Sunday, 22 December 2013

Cellist promotes maternal and child health in NW China

Trey Lee, Hong Kong Committee for UNICEF ambassador and world-renowned cellist, shared with the media in Beijing on December 19, 2013, the details of his recent visit to remote Xunhua County in northwest China's Qinghai Province to promote UNICEF's work with the National Health and Family Planning Commission to improve maternal and child health and nutrition.
Lee also talked about playing music with the migrant children from Changxindian Central Primary School in Beijing and his experiences in Qinghai, including moving stories about a female village doctor and a boy suffering from cerebral palsy.
Actress Gigi Leung also joined the visit as an ambassador to the committee.
The Qinghai field trip was Lee's first mission with UNICEF following his appointment as celebrity ambassador by UNICEF HK last year.
He visited rural families in Xunhua and participated in efforts to raise awareness among rural villagers about proper child nutrition.
About 8 million children in China are stunted due to poor infant and young child feeding practices. Lee visited health centers to inspect the work of UNICEF-trained health workers who conduct antenatal check-ups, deliver babies and perform medical checks for newborns.
Lee played several cello pieces for the local women and children in Xunhua County, including Traumerei by Robert Schumann, Csardas by Monti and a Qinghai folk song called Seasons.
"Many mothers and children in Xunhua suffer from preventable and curable diseases. I witnessed how UNICEF has helped introduce new strategies to overcome difficulties and to reach the most vulnerable families in the remote region to improve the situation. Seeing the positive changes supported by UNICEF, I feel hopeful about the children," Lee said.
"It was my first time performing at such a high altitude. I think music is a special language. There are different ethnic minority groups in Qinghai and I speak none of their languages, but music has a special power which helps bridge our communication gap. When I played the cello in front of the local children, I could feel a connection between us." said Lee.
Lee was also impressed by a female village doctor who gave up her chance of a better life in the city after college to stay in a village in Qinghai and dedicate herself to the local maternal and child healthcare work.

Assignment 1.
Answer these questions using the article about the cellist's UNICEF visit:
(a) In which province is Xunhua County located?
(b) About how many children in China are stunted due to poor infant and young child feeding practices?
(c) Which actress also joined the visit as an ambassador to the committee?
Assignment 2.
Reproduce the article about the cellist's UNICEF visit from "Lee also talked" to "from cerebral palsy.".

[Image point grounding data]

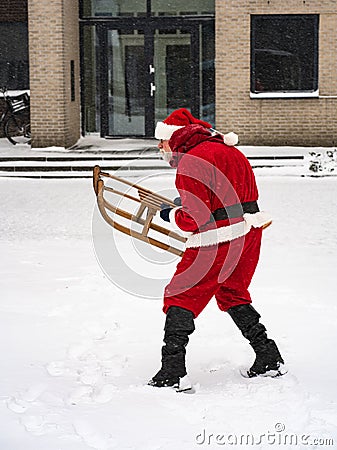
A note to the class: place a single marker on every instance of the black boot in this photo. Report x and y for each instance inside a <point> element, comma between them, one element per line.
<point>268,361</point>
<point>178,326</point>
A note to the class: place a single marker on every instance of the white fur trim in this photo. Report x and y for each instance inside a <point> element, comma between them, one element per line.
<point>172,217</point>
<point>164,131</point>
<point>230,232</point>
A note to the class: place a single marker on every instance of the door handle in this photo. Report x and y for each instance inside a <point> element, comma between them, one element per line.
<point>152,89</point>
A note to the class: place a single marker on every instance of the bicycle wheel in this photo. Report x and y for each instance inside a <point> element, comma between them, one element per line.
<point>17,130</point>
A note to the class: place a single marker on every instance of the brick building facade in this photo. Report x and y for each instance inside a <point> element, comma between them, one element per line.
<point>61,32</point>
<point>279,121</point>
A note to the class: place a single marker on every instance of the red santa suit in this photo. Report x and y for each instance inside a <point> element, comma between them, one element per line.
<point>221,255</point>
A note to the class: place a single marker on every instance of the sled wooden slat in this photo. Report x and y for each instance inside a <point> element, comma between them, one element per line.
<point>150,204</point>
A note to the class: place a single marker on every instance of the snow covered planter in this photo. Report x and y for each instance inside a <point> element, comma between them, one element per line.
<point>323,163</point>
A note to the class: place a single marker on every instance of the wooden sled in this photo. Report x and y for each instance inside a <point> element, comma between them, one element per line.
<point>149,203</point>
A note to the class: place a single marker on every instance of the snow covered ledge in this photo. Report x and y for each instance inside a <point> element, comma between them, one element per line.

Expected output 1.
(a) Qinghai Province
(b) About 8 million
(c) Gigi Leung

Expected output 2.
Lee also talked about playing music with the migrant children from Changxindian Central Primary School in Beijing and his experiences in Qinghai, including moving stories about a female village doctor and a boy suffering from cerebral palsy.